* **WHAT IS ASKED**:
A. From the discussion about Snopes, pull out the passage between "This isn't the" and "shot a pterodactyl.", inclusive.
B. Answer these questions from the discussion about Snopes:
(i) In what year did Omar Mateen register to vote as a Democrat?
(ii) What rating does the quoted Snopes entry give the claim about Mateen?
(iii) Which two sites are named for fact-checking the news?
C. Carry on the discussion about Snopes, starting after its final comment.

— Start of TEXT —

The phrase "describing the events exactly as they happened", to me, reads as a statement that the site is accurate.
The second link you give has a bad flaw. The Snopes article being critiqued is here. Notice that the photo-meme that they're debunking is at the very top of the article. But the article criticizing them leaves this out, and pretends Snopes is debunking a somewhat truncated version. Nope. They criticize Snopes for "moving the goalposts"... while themselves moving the goalposts.
In either case, though, none of the citations answers the request for a citation of the purported fact that "the couple admitted to fake news."
Citation needed. Not an assertion, a citation: who said exactly what and when, and show me a link.
Why do you people keep spewing that nonsense?
I'm not sure what "nonsense" you're referring to. I asked for a citation, telling me who said what, and asking for a link. Asking for a citation is "nonsense"?
They admitted to it in an interview. They admitted to it.
Yes: that is exactly what I asked for a citation for. Who "admitted it"? What interview? When? Where was it published?
I'm not sure what part of that you are having problems with. The site says:
Claim: Orlando nightclub shooter Omar Mateen was a Democrat.
Rating: Mixture
WHAT'S TRUE: Omar Mateen registered to vote as a Democrat in the state of Florida back in 2006.
WHAT'S UNDETERMINED: His U.S. political affiliation (if any) at the time of the shooting is unknown.
Seems a reasonable summary of the facts to me. The guy registered to vote as a Democrat ten years ago, we don't know what his political affiliation if any is now.
I suppose you're objection is that this is tagged as "mixture." Since the very third line of the article specifically states that he was registered to vote as a Democrat in 2006, they don't seem to trying to hide this. I just want the facts.
Snopes is way overrated. Relying on Snopes as an authority for fact checking news is foolhardy.
I think you're missing the point. You don't use Snopes to fact check the news-- there are sites like factcheck and politifact for that. You use Snopes for debunking those god-damned "memes" that fly around like mosquitoes, like (the front page on Snopes today) the photo of a whale in a Venice canal, or don't buy Kelloggs Bran flakes because they contain dried ground-up cow dung, or that Donald Trump married Madonna in a secret ceremony in Utah.
Snopes often provides few, if any, additional details beyond what has already been published elsewhere.
Most of these idiotic internet rumors aren't debunked elsewhere.
Difficult to effectively fact-check CNN, NY Times, Washington Post, etc without field reporters to gather details on the ground and various quality sources. Simply regurgitating and comparing what other news sources have published, alone, isn't much of a fact-check.
This isn't the site to fact-check CNN or the NY Times. This is a site that debunks idiot email "memes" showing me a civil-war era photograph of soldiers that shot a pterodactyl.

— End of TEXT —
— Start of ENTRIES —

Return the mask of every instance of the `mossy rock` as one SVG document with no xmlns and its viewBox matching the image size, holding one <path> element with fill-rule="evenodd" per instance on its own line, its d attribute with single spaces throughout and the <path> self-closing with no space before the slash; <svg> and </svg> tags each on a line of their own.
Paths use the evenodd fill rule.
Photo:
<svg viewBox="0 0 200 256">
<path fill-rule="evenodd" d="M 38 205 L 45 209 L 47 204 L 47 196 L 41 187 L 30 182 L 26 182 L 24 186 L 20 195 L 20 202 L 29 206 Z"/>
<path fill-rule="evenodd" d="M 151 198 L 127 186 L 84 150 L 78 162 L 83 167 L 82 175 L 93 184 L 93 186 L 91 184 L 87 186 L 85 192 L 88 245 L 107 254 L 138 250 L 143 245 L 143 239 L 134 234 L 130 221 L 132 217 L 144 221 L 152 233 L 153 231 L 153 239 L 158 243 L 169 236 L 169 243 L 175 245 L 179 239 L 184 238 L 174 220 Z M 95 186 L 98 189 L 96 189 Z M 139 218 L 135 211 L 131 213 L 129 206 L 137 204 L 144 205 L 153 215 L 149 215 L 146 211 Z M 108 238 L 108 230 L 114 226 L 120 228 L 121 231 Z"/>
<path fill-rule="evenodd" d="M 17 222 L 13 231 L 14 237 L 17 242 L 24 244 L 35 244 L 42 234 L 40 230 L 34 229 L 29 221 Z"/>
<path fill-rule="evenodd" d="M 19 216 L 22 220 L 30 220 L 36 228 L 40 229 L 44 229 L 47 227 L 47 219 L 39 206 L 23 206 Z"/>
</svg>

— End of ENTRIES —

* **FINAL RESULTS**:
A.
This isn't the site to fact-check CNN or the NY Times. This is a site that debunks idiot email "memes" showing me a civil-war era photograph of soldiers that shot a pterodactyl.

B.
(i) 2006
(ii) Mixture
(iii) factcheck and politifact

C.
are we saying they are not "real" scientific journals primarily based on the evidence that they accept prank papers as authentic? Or is there some other, clearly expressible, criteria by which "real scientific journals" can be differentiated from the phony ones? I would like to know the specifics, so this same experiment can be attempted against them.
As GrumpySteen notes above, if there were trivial criteria to say what's a fake, the fakers would simply fake that criterion as well. The overall problem is that there is no longer any entrance barrier at all to putting up a web site, calling it Journal of Impressive Science-Sounding Name, and calling it an "open source journal"-- and since anybody can do it, anybody does do it.
With that said, here are four good criteria for distinguishing real journals from fake ones:
1. Does a real scientific society publish it? Most-- not all, but most-- of the reputable journals are published by societies. Look for The American Physical Society, the Electrochemical Society, the International Academy of Astronautics, the American Association for the Advancement of Science, or the like.
2. What is the Impact Factor of papers they publish? Fake papers have zero impact factor. http://researchguides.uic.edu/... 3. Do research libraries subscribe to it? If the MIT library doesn't subscribe to it, you should wonder why.
and last: 4. Does it even have an actual print run? Real scientific journals still publish paper issues-- it's an old-fashioned holdout from the 20th century, but if a journal consists of nothing but an impressive-sounding website, it should draw your suspicion.
None of these are infallable, but taken together, they put together a pretty good picture of what a real journal is, and what's fake.
Not only have others done the same thing before, even without these examples, "peer review" is almost always a load of bullshit..
Again: these are not real scientific journals, and the "peer review" is (as you say) "a load of bullshit" because it does not exist-- there is no actual peer review because these are not real scientific journals.
It's important to emphasize the word "so called" in the phrase "so-called scientific journals." These are not scientific journals. These are what are called "predatory journals," which pretend to be scientific journals, but have no other purpose than to suck money out of people who want to publish in a scientific journal but aren't good enough to be accepted.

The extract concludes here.